WHAT TO DO: Rewrite the records below with "integer pixel coordinates" swapped for "whole-number pixel coordinates" wherever it appears, leaving everything else unchanged.

□ □ □ □

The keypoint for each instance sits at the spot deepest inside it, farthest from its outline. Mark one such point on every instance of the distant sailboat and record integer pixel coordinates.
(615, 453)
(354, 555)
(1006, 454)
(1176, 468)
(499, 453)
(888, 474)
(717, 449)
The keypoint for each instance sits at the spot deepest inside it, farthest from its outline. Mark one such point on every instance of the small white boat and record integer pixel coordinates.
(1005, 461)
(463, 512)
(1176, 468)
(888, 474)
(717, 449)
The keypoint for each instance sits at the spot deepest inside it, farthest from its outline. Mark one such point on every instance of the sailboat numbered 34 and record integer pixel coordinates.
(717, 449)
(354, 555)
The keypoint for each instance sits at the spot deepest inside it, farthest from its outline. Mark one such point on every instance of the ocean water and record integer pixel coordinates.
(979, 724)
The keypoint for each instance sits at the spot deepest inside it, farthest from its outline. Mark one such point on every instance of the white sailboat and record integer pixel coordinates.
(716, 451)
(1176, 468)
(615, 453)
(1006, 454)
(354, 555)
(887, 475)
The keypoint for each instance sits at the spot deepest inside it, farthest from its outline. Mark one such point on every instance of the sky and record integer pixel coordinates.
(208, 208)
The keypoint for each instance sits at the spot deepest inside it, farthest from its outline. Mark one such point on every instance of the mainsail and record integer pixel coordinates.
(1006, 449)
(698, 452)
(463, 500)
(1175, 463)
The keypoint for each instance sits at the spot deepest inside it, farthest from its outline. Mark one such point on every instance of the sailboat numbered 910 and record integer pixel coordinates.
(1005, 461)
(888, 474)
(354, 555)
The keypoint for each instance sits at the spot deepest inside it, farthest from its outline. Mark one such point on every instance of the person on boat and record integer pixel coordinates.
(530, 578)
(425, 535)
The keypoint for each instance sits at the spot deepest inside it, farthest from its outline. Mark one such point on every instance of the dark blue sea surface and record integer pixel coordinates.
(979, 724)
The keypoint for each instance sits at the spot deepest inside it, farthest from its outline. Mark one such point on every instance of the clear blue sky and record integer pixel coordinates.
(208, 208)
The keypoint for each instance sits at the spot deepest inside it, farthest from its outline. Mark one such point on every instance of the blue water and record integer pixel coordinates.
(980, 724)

□ □ □ □

FINAL ANSWER:
The keypoint for each instance sits at the spot deepest inside it, farthest from its outline. Mark one such point on every instance of the distant sailboat and record whole-number pixel coordinates.
(615, 453)
(354, 555)
(1006, 454)
(1176, 468)
(499, 453)
(888, 474)
(717, 449)
The keypoint for each instance sits at the spot deepest inside it, farthest from its outline. Mark one such point on every instance of the small white boat and record whole-number pixel coordinates.
(1005, 461)
(463, 512)
(1176, 468)
(888, 474)
(717, 449)
The keypoint for each instance sits at the spot deepest inside it, farthest from its outline. Mark one such point on every instance of the sailboat numbered 34 and record whole-number pixel coordinates.
(717, 449)
(354, 555)
The keypoint for each instance sits at the spot deepest inside it, farthest from its outline. Mark one such point on every instance of the ocean water and record whole-number pixel coordinates.
(979, 724)
The keypoint for each instance sits at the spot deepest inside it, farthest from its outline. Mark one such point on every instance of the white sailboat and record whole-number pixel coordinates.
(716, 451)
(1176, 468)
(615, 453)
(1006, 454)
(354, 555)
(887, 475)
The keypoint for each instance sits at the spot deepest inside it, farthest from its outline. Mark one such point on every instance of the sky and record whole-number pixel coordinates.
(208, 208)
The keypoint for each instance sits at the spot deepest inside it, farthest from its outline. Mark one such point on every instance of the mainsail and record whole-number pixel coordinates.
(1006, 449)
(698, 452)
(463, 500)
(1175, 463)
The keypoint for each instance sits at the spot deepest inside it, farthest from its outline. Mark one such point on every instance of the sailboat numbered 910 and record whole-number pixel coordinates.
(1005, 461)
(888, 474)
(354, 555)
The keypoint for each instance sits at the spot deepest inside it, farthest from its outline. Mark one such point on every instance of the person on boat and record whole-number pixel coordinates.
(530, 578)
(425, 535)
The keypoint for each instance sits at the spot deepest inside it, farthest from its outline. Mark one such point on every instance of the dark blue sea surface and record whole-number pixel coordinates.
(979, 724)
The keypoint for each instance sits at the spot deepest inside it, farthest from its outline. Mark one such point on every instance of the clear blue sky and record whole-number pixel coordinates.
(208, 208)
The keypoint for each instance sits at the spot deepest inside it, farthest from its outline. Mark one such point on every instance of the blue water and record whole-number pixel coordinates.
(980, 724)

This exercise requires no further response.